The topic of birth control came up last week during CNN's Town Hall, when Dana Bash referenced the above stat. Health and Human Services Secretary Tom Price responded to a woman in the audience who wondered what would happen if Planned Parenthood is defunded. "This is an important question," Price said. "Because the fact of the matter is that the American people have for decades said that they didn't want their tax dollars — their federal tax dollars — to be used for the provision of abortion services. What will happen is that community health centers will spring up to provide services for individuals. In the meantime, there are other avenues to be able to get services for women. There are community health centers. There are county health centers and the like."
Enter The National Campaign. Their additional statistics on public clinics show the importance of creating more clinics versus removing any, like Planned Parenthood. If you think about it, a lack of clinics will affect everyone, women and men. For instance, a lack of birth control services could mean more unplanned babies being born.
"The last thing we should do is weaken an already fragile system."

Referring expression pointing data
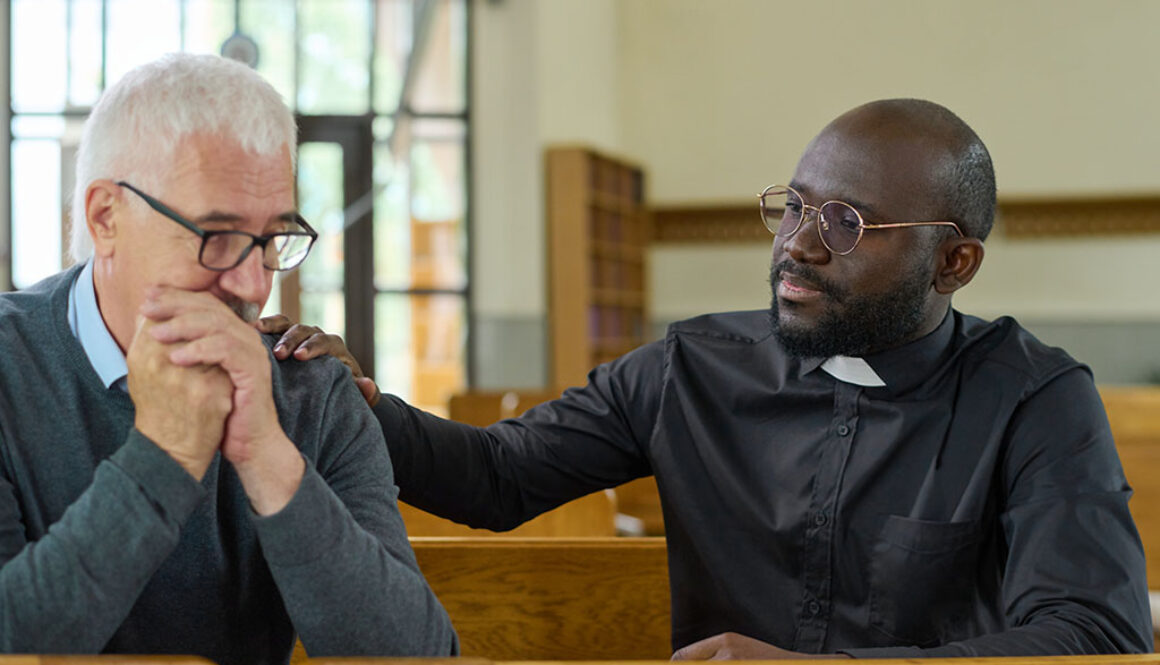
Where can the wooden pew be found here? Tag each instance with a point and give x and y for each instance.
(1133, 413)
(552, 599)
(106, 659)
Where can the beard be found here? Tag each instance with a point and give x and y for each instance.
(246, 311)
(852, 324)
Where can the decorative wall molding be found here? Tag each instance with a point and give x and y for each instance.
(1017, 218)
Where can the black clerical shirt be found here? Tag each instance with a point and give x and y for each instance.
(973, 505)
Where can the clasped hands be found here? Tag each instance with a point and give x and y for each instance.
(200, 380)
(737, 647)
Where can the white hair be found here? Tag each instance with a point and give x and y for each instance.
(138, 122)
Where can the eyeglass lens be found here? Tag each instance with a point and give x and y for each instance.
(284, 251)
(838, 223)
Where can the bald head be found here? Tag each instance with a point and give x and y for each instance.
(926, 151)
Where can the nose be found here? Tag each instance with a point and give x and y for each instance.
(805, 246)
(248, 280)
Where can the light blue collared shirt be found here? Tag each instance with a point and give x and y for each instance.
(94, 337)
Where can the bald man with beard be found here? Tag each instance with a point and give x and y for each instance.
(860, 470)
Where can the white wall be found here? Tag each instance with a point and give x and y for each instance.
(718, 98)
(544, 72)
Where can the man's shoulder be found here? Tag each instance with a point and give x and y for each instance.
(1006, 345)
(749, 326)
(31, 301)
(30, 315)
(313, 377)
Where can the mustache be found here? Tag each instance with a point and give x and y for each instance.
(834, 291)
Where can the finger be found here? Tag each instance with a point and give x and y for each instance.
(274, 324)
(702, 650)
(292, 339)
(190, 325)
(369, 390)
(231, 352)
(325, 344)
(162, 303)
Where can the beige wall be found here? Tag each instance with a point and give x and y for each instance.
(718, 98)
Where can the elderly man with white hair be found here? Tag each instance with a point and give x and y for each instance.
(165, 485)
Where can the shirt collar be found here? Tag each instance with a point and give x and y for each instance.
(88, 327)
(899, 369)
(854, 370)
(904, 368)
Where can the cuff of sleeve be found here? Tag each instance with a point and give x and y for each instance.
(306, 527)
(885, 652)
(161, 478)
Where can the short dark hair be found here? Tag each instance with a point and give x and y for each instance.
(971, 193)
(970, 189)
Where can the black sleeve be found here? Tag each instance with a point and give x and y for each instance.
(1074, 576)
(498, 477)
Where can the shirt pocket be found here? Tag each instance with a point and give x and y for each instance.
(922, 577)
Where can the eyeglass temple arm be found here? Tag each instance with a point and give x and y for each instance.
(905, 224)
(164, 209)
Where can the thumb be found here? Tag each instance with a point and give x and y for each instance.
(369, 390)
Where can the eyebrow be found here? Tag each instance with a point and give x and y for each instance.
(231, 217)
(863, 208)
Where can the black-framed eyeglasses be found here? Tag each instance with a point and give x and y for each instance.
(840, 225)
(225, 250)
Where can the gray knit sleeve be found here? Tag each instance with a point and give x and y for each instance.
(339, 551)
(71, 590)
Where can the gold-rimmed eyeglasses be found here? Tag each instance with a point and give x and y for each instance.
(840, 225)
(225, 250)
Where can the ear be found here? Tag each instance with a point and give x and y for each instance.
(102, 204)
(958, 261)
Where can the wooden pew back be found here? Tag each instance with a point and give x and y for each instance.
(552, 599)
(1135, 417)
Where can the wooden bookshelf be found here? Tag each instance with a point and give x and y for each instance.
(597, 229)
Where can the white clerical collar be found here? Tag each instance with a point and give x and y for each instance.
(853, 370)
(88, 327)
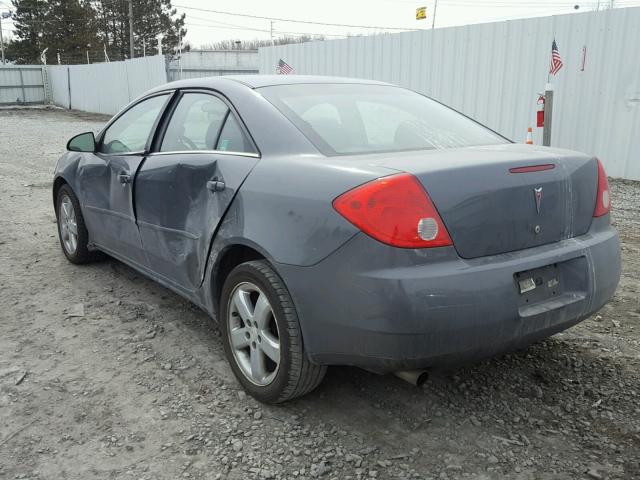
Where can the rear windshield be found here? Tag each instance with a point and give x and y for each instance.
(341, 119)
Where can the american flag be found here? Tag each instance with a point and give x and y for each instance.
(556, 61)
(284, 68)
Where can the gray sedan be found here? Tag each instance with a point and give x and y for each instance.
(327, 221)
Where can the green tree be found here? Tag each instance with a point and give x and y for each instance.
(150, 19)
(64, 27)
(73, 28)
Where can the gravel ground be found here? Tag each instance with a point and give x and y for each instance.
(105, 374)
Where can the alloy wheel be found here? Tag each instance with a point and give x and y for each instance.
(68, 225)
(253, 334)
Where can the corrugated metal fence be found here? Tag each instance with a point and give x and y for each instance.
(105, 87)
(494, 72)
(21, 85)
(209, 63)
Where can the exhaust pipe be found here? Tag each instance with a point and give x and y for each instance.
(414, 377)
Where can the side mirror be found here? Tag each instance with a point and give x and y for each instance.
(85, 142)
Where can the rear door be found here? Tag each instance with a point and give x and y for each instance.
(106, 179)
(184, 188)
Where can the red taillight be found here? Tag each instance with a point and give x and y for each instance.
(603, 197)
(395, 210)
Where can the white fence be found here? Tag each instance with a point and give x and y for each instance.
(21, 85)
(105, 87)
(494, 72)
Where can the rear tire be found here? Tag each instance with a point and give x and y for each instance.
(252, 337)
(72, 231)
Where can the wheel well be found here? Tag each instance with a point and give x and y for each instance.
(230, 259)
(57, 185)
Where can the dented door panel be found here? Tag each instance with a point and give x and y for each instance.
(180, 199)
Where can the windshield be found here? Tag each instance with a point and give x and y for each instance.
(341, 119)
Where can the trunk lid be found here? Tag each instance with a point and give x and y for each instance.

### Work required
Extract the part of the passage on Planned Parenthood funding that starts with "Enter The National" and goes on through "babies being born.", copying it word for word.

### Written solution
Enter The National Campaign. Their additional statistics on public clinics show the importance of creating more clinics versus removing any, like Planned Parenthood. If you think about it, a lack of clinics will affect everyone, women and men. For instance, a lack of birth control services could mean more unplanned babies being born.